:: SOURCE DATA ::

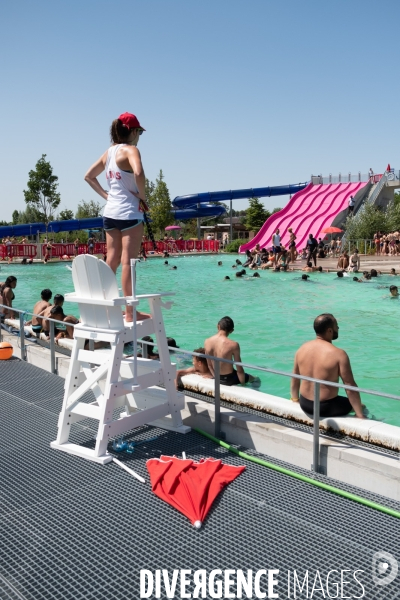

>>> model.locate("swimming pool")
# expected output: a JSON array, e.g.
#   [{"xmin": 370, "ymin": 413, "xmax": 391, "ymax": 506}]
[{"xmin": 3, "ymin": 256, "xmax": 400, "ymax": 426}]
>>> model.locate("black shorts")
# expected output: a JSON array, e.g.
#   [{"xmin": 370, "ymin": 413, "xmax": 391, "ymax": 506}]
[
  {"xmin": 289, "ymin": 241, "xmax": 296, "ymax": 248},
  {"xmin": 299, "ymin": 394, "xmax": 353, "ymax": 418},
  {"xmin": 103, "ymin": 217, "xmax": 143, "ymax": 232},
  {"xmin": 272, "ymin": 246, "xmax": 281, "ymax": 254},
  {"xmin": 220, "ymin": 370, "xmax": 250, "ymax": 386}
]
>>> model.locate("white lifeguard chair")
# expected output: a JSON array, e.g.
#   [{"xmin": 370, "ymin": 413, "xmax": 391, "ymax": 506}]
[{"xmin": 50, "ymin": 255, "xmax": 190, "ymax": 464}]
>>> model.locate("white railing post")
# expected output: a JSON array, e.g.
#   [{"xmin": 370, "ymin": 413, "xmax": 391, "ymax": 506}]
[
  {"xmin": 19, "ymin": 313, "xmax": 26, "ymax": 361},
  {"xmin": 50, "ymin": 320, "xmax": 57, "ymax": 374},
  {"xmin": 312, "ymin": 382, "xmax": 321, "ymax": 473},
  {"xmin": 214, "ymin": 361, "xmax": 222, "ymax": 438}
]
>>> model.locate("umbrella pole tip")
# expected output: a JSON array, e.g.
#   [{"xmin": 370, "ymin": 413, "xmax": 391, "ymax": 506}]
[{"xmin": 193, "ymin": 521, "xmax": 202, "ymax": 529}]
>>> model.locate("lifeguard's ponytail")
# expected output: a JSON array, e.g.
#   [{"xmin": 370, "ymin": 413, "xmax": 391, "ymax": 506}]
[{"xmin": 110, "ymin": 119, "xmax": 132, "ymax": 144}]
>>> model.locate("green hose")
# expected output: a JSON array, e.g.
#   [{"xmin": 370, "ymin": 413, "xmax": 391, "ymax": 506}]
[{"xmin": 194, "ymin": 427, "xmax": 400, "ymax": 520}]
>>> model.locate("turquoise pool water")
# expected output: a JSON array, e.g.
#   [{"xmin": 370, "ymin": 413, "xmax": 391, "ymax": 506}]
[{"xmin": 2, "ymin": 256, "xmax": 400, "ymax": 426}]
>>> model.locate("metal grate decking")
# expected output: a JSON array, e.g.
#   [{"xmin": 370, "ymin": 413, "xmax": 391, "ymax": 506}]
[{"xmin": 0, "ymin": 357, "xmax": 399, "ymax": 599}]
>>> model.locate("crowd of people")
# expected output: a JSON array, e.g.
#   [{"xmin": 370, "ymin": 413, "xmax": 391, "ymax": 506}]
[{"xmin": 373, "ymin": 231, "xmax": 400, "ymax": 256}]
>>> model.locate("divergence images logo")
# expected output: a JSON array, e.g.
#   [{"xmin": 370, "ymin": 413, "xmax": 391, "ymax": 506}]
[{"xmin": 372, "ymin": 551, "xmax": 398, "ymax": 587}]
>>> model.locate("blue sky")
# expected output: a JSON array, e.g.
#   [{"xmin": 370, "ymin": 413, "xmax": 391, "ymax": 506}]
[{"xmin": 1, "ymin": 0, "xmax": 399, "ymax": 221}]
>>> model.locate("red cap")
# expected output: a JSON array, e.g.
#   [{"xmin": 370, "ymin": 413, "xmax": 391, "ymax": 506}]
[{"xmin": 118, "ymin": 112, "xmax": 145, "ymax": 131}]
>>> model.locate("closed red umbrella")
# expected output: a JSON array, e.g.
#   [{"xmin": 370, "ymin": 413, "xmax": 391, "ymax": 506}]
[{"xmin": 146, "ymin": 455, "xmax": 245, "ymax": 528}]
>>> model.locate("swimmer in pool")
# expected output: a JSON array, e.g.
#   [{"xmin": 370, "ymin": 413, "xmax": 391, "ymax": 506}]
[
  {"xmin": 175, "ymin": 347, "xmax": 213, "ymax": 389},
  {"xmin": 290, "ymin": 313, "xmax": 365, "ymax": 419},
  {"xmin": 390, "ymin": 285, "xmax": 399, "ymax": 297}
]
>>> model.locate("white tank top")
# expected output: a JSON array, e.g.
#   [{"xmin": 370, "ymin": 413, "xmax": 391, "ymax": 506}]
[{"xmin": 103, "ymin": 145, "xmax": 143, "ymax": 220}]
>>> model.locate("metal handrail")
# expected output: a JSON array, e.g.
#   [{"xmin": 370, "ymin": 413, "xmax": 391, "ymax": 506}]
[
  {"xmin": 1, "ymin": 303, "xmax": 399, "ymax": 474},
  {"xmin": 368, "ymin": 172, "xmax": 388, "ymax": 206}
]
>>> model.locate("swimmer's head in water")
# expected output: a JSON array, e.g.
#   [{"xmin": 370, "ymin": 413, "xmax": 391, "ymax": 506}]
[
  {"xmin": 317, "ymin": 266, "xmax": 322, "ymax": 272},
  {"xmin": 218, "ymin": 316, "xmax": 234, "ymax": 334},
  {"xmin": 172, "ymin": 266, "xmax": 177, "ymax": 269},
  {"xmin": 253, "ymin": 272, "xmax": 260, "ymax": 277},
  {"xmin": 390, "ymin": 268, "xmax": 396, "ymax": 274},
  {"xmin": 390, "ymin": 285, "xmax": 399, "ymax": 296},
  {"xmin": 164, "ymin": 260, "xmax": 168, "ymax": 265},
  {"xmin": 365, "ymin": 273, "xmax": 371, "ymax": 280},
  {"xmin": 167, "ymin": 337, "xmax": 179, "ymax": 348},
  {"xmin": 241, "ymin": 269, "xmax": 246, "ymax": 275},
  {"xmin": 307, "ymin": 262, "xmax": 312, "ymax": 268},
  {"xmin": 218, "ymin": 261, "xmax": 222, "ymax": 266},
  {"xmin": 224, "ymin": 276, "xmax": 230, "ymax": 280},
  {"xmin": 353, "ymin": 277, "xmax": 359, "ymax": 281},
  {"xmin": 232, "ymin": 265, "xmax": 237, "ymax": 269},
  {"xmin": 235, "ymin": 272, "xmax": 243, "ymax": 277},
  {"xmin": 301, "ymin": 274, "xmax": 309, "ymax": 280},
  {"xmin": 370, "ymin": 269, "xmax": 378, "ymax": 277},
  {"xmin": 337, "ymin": 271, "xmax": 344, "ymax": 278},
  {"xmin": 236, "ymin": 259, "xmax": 242, "ymax": 265}
]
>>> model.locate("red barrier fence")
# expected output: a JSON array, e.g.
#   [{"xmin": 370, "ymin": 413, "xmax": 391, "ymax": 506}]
[
  {"xmin": 41, "ymin": 243, "xmax": 107, "ymax": 257},
  {"xmin": 0, "ymin": 244, "xmax": 37, "ymax": 259},
  {"xmin": 142, "ymin": 240, "xmax": 219, "ymax": 253},
  {"xmin": 1, "ymin": 240, "xmax": 218, "ymax": 260}
]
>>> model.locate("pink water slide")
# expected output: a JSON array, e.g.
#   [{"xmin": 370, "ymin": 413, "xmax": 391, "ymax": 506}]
[{"xmin": 240, "ymin": 181, "xmax": 369, "ymax": 253}]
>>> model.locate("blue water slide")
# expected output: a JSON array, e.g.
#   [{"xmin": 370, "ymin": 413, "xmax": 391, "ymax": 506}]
[
  {"xmin": 0, "ymin": 183, "xmax": 308, "ymax": 237},
  {"xmin": 0, "ymin": 218, "xmax": 104, "ymax": 238},
  {"xmin": 171, "ymin": 183, "xmax": 308, "ymax": 219}
]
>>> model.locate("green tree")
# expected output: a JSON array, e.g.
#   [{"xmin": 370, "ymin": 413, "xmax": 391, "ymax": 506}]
[
  {"xmin": 149, "ymin": 170, "xmax": 173, "ymax": 236},
  {"xmin": 59, "ymin": 208, "xmax": 74, "ymax": 220},
  {"xmin": 12, "ymin": 210, "xmax": 19, "ymax": 225},
  {"xmin": 17, "ymin": 205, "xmax": 43, "ymax": 224},
  {"xmin": 145, "ymin": 178, "xmax": 155, "ymax": 207},
  {"xmin": 343, "ymin": 201, "xmax": 386, "ymax": 240},
  {"xmin": 0, "ymin": 220, "xmax": 9, "ymax": 226},
  {"xmin": 245, "ymin": 197, "xmax": 270, "ymax": 231},
  {"xmin": 23, "ymin": 154, "xmax": 61, "ymax": 229},
  {"xmin": 272, "ymin": 207, "xmax": 282, "ymax": 214},
  {"xmin": 75, "ymin": 200, "xmax": 102, "ymax": 219}
]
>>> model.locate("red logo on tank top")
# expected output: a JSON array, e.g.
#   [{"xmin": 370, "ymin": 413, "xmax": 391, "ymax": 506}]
[{"xmin": 106, "ymin": 170, "xmax": 121, "ymax": 180}]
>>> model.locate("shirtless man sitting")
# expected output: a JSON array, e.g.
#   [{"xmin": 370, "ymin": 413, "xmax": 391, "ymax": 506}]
[
  {"xmin": 337, "ymin": 250, "xmax": 349, "ymax": 270},
  {"xmin": 204, "ymin": 316, "xmax": 260, "ymax": 387},
  {"xmin": 290, "ymin": 313, "xmax": 364, "ymax": 419},
  {"xmin": 175, "ymin": 347, "xmax": 213, "ymax": 389},
  {"xmin": 25, "ymin": 289, "xmax": 52, "ymax": 337}
]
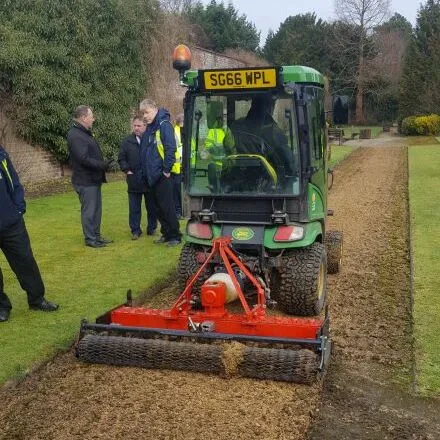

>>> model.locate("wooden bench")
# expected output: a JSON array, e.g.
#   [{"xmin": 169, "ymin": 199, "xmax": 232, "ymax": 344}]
[{"xmin": 328, "ymin": 128, "xmax": 345, "ymax": 145}]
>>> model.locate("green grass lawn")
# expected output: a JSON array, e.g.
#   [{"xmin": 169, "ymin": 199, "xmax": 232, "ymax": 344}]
[
  {"xmin": 329, "ymin": 145, "xmax": 355, "ymax": 168},
  {"xmin": 0, "ymin": 181, "xmax": 182, "ymax": 384},
  {"xmin": 409, "ymin": 143, "xmax": 440, "ymax": 394}
]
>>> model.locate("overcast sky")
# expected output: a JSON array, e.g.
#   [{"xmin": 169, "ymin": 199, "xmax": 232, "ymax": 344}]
[{"xmin": 200, "ymin": 0, "xmax": 421, "ymax": 46}]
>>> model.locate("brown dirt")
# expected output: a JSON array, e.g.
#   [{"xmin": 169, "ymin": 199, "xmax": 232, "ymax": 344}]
[
  {"xmin": 308, "ymin": 142, "xmax": 440, "ymax": 439},
  {"xmin": 1, "ymin": 138, "xmax": 440, "ymax": 439}
]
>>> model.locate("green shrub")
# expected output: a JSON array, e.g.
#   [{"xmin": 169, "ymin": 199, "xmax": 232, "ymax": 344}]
[{"xmin": 401, "ymin": 114, "xmax": 440, "ymax": 136}]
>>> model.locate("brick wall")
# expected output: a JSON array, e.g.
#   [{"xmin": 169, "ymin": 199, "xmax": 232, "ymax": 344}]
[
  {"xmin": 0, "ymin": 47, "xmax": 248, "ymax": 184},
  {"xmin": 151, "ymin": 45, "xmax": 250, "ymax": 122}
]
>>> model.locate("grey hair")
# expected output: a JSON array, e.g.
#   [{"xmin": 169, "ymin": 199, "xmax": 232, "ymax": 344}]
[
  {"xmin": 139, "ymin": 99, "xmax": 157, "ymax": 110},
  {"xmin": 74, "ymin": 105, "xmax": 92, "ymax": 119}
]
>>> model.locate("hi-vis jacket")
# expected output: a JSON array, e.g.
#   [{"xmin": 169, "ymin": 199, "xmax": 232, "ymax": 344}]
[
  {"xmin": 0, "ymin": 146, "xmax": 25, "ymax": 231},
  {"xmin": 140, "ymin": 108, "xmax": 177, "ymax": 186},
  {"xmin": 173, "ymin": 125, "xmax": 183, "ymax": 175}
]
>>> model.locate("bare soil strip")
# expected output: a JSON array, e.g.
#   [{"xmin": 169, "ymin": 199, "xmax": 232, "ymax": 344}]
[
  {"xmin": 1, "ymin": 142, "xmax": 439, "ymax": 439},
  {"xmin": 308, "ymin": 144, "xmax": 440, "ymax": 440}
]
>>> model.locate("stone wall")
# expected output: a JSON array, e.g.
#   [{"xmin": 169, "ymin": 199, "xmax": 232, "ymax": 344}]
[
  {"xmin": 0, "ymin": 46, "xmax": 249, "ymax": 184},
  {"xmin": 0, "ymin": 110, "xmax": 64, "ymax": 184}
]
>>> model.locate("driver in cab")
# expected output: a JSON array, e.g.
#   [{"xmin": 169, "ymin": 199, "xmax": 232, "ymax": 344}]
[{"xmin": 225, "ymin": 95, "xmax": 295, "ymax": 180}]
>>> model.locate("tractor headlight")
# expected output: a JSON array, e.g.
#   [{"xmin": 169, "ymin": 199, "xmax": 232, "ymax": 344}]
[
  {"xmin": 273, "ymin": 225, "xmax": 304, "ymax": 242},
  {"xmin": 187, "ymin": 221, "xmax": 213, "ymax": 239}
]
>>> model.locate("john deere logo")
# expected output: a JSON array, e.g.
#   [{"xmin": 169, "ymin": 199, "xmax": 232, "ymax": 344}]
[{"xmin": 232, "ymin": 227, "xmax": 254, "ymax": 241}]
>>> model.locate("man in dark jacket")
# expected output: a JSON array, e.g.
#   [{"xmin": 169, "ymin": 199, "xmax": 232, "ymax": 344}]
[
  {"xmin": 0, "ymin": 145, "xmax": 59, "ymax": 322},
  {"xmin": 139, "ymin": 99, "xmax": 181, "ymax": 247},
  {"xmin": 67, "ymin": 105, "xmax": 112, "ymax": 248},
  {"xmin": 118, "ymin": 115, "xmax": 157, "ymax": 239}
]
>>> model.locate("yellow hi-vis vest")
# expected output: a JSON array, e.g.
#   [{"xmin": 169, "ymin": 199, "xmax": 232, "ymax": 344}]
[
  {"xmin": 1, "ymin": 158, "xmax": 13, "ymax": 188},
  {"xmin": 174, "ymin": 125, "xmax": 183, "ymax": 173},
  {"xmin": 205, "ymin": 128, "xmax": 226, "ymax": 166},
  {"xmin": 155, "ymin": 129, "xmax": 181, "ymax": 174}
]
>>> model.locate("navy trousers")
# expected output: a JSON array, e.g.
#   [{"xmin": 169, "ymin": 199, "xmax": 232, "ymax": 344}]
[
  {"xmin": 128, "ymin": 190, "xmax": 157, "ymax": 235},
  {"xmin": 171, "ymin": 173, "xmax": 182, "ymax": 218},
  {"xmin": 151, "ymin": 175, "xmax": 181, "ymax": 241}
]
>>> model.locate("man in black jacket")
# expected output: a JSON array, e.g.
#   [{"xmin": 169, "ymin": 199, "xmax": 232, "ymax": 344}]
[
  {"xmin": 0, "ymin": 145, "xmax": 59, "ymax": 322},
  {"xmin": 67, "ymin": 105, "xmax": 113, "ymax": 248},
  {"xmin": 118, "ymin": 115, "xmax": 157, "ymax": 239}
]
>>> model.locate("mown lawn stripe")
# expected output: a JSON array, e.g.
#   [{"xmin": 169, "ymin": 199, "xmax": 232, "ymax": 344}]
[{"xmin": 408, "ymin": 144, "xmax": 440, "ymax": 394}]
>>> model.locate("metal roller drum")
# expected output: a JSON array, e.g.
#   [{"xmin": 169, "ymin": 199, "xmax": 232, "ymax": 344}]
[{"xmin": 77, "ymin": 334, "xmax": 320, "ymax": 383}]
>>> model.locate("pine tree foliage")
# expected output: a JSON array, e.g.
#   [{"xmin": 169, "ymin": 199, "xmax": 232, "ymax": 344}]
[
  {"xmin": 263, "ymin": 13, "xmax": 331, "ymax": 75},
  {"xmin": 400, "ymin": 0, "xmax": 440, "ymax": 119},
  {"xmin": 183, "ymin": 1, "xmax": 260, "ymax": 52}
]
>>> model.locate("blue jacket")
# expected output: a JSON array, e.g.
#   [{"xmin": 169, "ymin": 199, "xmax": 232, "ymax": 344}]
[
  {"xmin": 140, "ymin": 108, "xmax": 176, "ymax": 186},
  {"xmin": 0, "ymin": 146, "xmax": 25, "ymax": 232}
]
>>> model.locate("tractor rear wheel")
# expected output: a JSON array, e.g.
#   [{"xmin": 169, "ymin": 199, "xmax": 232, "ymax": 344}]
[
  {"xmin": 326, "ymin": 231, "xmax": 343, "ymax": 274},
  {"xmin": 272, "ymin": 242, "xmax": 327, "ymax": 316},
  {"xmin": 178, "ymin": 243, "xmax": 212, "ymax": 294}
]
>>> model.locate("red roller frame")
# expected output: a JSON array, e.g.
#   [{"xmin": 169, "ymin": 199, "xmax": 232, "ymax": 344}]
[{"xmin": 110, "ymin": 237, "xmax": 325, "ymax": 341}]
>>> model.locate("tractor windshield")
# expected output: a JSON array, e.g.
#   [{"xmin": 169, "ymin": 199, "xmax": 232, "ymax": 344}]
[{"xmin": 187, "ymin": 92, "xmax": 300, "ymax": 196}]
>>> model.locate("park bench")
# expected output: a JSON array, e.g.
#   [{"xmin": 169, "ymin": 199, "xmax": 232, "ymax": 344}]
[{"xmin": 328, "ymin": 127, "xmax": 345, "ymax": 145}]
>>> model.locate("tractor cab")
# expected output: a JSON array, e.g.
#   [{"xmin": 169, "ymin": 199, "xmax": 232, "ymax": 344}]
[
  {"xmin": 180, "ymin": 64, "xmax": 328, "ymax": 228},
  {"xmin": 188, "ymin": 91, "xmax": 300, "ymax": 197},
  {"xmin": 173, "ymin": 45, "xmax": 342, "ymax": 318}
]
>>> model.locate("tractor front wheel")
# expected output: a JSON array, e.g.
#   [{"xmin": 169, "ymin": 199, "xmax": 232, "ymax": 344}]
[
  {"xmin": 326, "ymin": 231, "xmax": 343, "ymax": 274},
  {"xmin": 178, "ymin": 243, "xmax": 212, "ymax": 294},
  {"xmin": 272, "ymin": 242, "xmax": 327, "ymax": 316}
]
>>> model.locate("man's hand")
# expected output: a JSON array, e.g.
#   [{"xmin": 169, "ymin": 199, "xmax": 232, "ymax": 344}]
[
  {"xmin": 163, "ymin": 172, "xmax": 170, "ymax": 178},
  {"xmin": 105, "ymin": 158, "xmax": 118, "ymax": 170}
]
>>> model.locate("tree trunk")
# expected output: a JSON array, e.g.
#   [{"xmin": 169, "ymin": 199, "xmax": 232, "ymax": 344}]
[
  {"xmin": 356, "ymin": 47, "xmax": 365, "ymax": 124},
  {"xmin": 355, "ymin": 81, "xmax": 364, "ymax": 124}
]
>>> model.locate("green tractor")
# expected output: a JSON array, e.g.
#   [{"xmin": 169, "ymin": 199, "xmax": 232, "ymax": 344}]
[{"xmin": 173, "ymin": 46, "xmax": 343, "ymax": 317}]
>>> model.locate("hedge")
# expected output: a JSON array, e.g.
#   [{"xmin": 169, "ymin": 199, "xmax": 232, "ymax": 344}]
[{"xmin": 401, "ymin": 114, "xmax": 440, "ymax": 136}]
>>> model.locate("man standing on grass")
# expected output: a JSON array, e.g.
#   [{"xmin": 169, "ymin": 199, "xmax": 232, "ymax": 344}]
[
  {"xmin": 0, "ymin": 145, "xmax": 59, "ymax": 322},
  {"xmin": 67, "ymin": 105, "xmax": 113, "ymax": 248},
  {"xmin": 118, "ymin": 115, "xmax": 157, "ymax": 239},
  {"xmin": 139, "ymin": 99, "xmax": 181, "ymax": 247}
]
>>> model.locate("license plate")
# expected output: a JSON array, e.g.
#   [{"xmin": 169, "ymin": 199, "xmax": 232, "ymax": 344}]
[{"xmin": 203, "ymin": 68, "xmax": 277, "ymax": 90}]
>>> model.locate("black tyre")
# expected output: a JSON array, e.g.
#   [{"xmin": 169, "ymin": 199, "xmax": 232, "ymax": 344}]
[
  {"xmin": 326, "ymin": 231, "xmax": 343, "ymax": 274},
  {"xmin": 272, "ymin": 242, "xmax": 327, "ymax": 316},
  {"xmin": 177, "ymin": 243, "xmax": 211, "ymax": 294}
]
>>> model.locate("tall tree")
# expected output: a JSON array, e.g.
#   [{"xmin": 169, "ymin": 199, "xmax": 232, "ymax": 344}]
[
  {"xmin": 361, "ymin": 13, "xmax": 412, "ymax": 122},
  {"xmin": 400, "ymin": 0, "xmax": 440, "ymax": 118},
  {"xmin": 263, "ymin": 13, "xmax": 331, "ymax": 74},
  {"xmin": 183, "ymin": 0, "xmax": 260, "ymax": 52},
  {"xmin": 334, "ymin": 0, "xmax": 391, "ymax": 123}
]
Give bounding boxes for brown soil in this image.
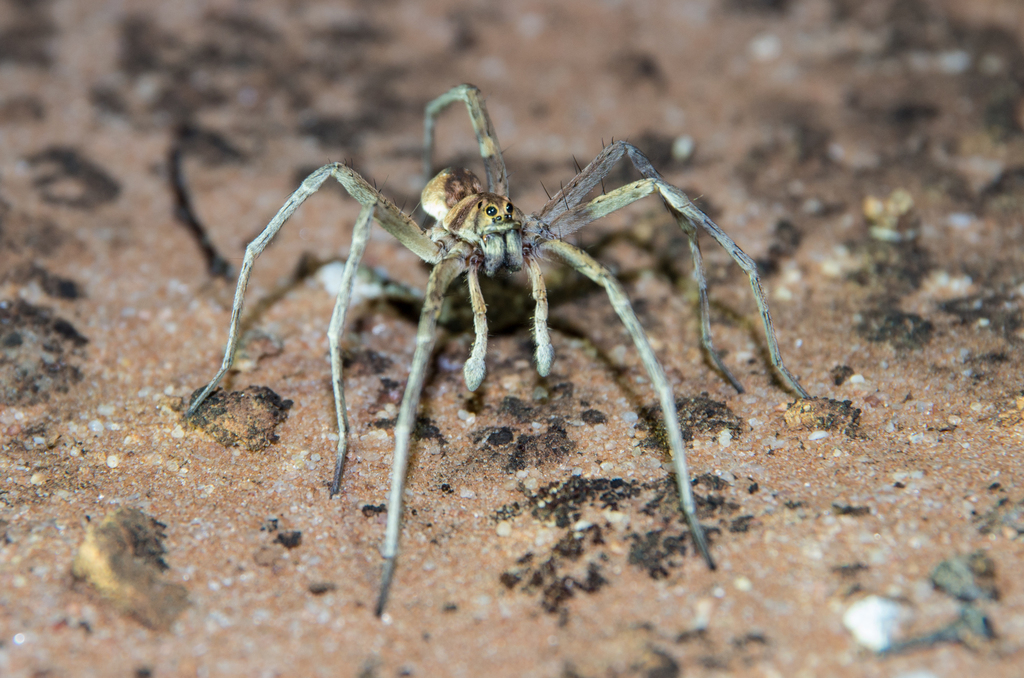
[2,0,1024,676]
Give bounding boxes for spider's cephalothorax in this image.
[186,84,812,617]
[422,167,525,275]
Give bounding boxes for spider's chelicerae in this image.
[187,84,811,615]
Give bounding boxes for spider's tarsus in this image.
[376,557,397,617]
[710,354,745,394]
[329,459,344,497]
[535,343,554,376]
[692,526,716,570]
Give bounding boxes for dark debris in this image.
[855,309,933,350]
[27,146,121,209]
[829,365,854,386]
[185,385,292,452]
[931,551,998,602]
[637,393,742,450]
[783,398,861,437]
[0,300,88,405]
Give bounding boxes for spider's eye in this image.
[505,204,514,213]
[486,205,498,217]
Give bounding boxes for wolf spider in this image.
[186,84,810,615]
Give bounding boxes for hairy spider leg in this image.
[326,202,376,492]
[539,238,714,568]
[377,244,472,616]
[184,164,443,499]
[424,84,509,197]
[539,141,810,399]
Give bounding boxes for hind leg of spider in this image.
[678,219,746,393]
[540,142,808,398]
[542,176,746,394]
[423,84,509,196]
[326,202,377,495]
[376,246,471,616]
[187,163,442,419]
[539,238,714,569]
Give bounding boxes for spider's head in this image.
[423,168,525,276]
[446,193,525,276]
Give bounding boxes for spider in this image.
[186,84,811,616]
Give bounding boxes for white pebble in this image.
[808,431,829,441]
[106,455,119,469]
[843,596,903,651]
[170,424,185,439]
[717,429,733,447]
[671,135,695,163]
[947,212,974,229]
[749,32,781,62]
[315,261,346,295]
[495,521,512,537]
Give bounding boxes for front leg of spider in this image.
[375,167,548,615]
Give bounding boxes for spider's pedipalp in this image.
[464,265,489,391]
[525,257,554,376]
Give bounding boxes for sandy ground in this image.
[2,0,1024,676]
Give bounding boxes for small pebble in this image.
[808,431,829,441]
[843,595,903,652]
[671,135,695,163]
[495,521,512,537]
[106,455,119,469]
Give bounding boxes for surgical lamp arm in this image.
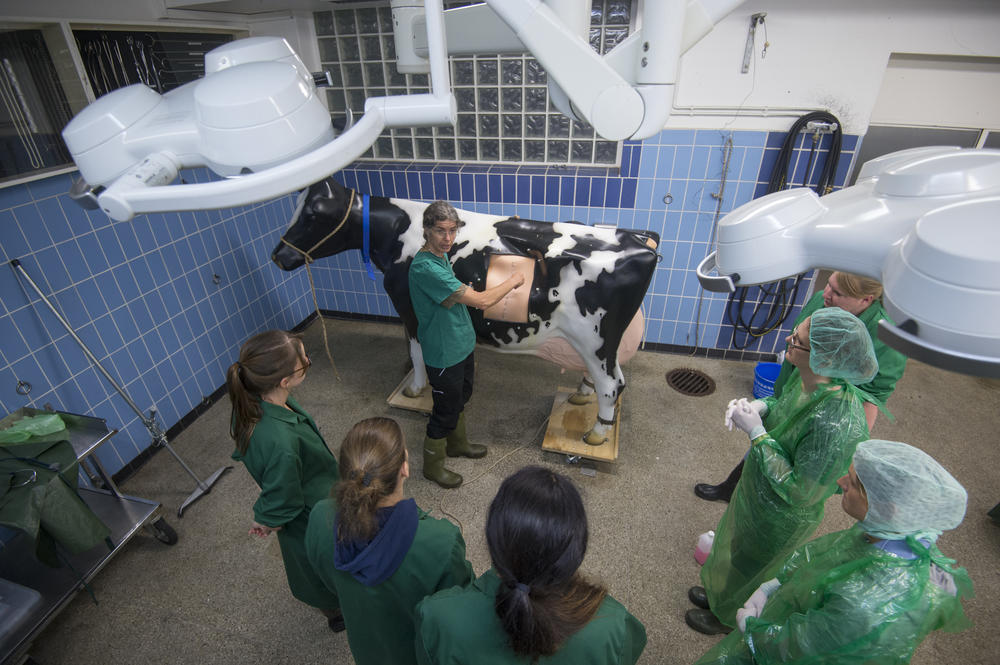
[405,0,744,141]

:: TASK DETAILS ::
Reproduce every line of the listing above in which the string "tractor" appears.

:: TASK RESPONSE ::
>>> model.locate("tractor headlight")
>>> model.locate("tractor rear wheel")
>>> model.locate("tractor windshield")
>>> model.locate("tractor cab")
>>> model.locate("tractor front wheel")
>>> model.locate("green tractor")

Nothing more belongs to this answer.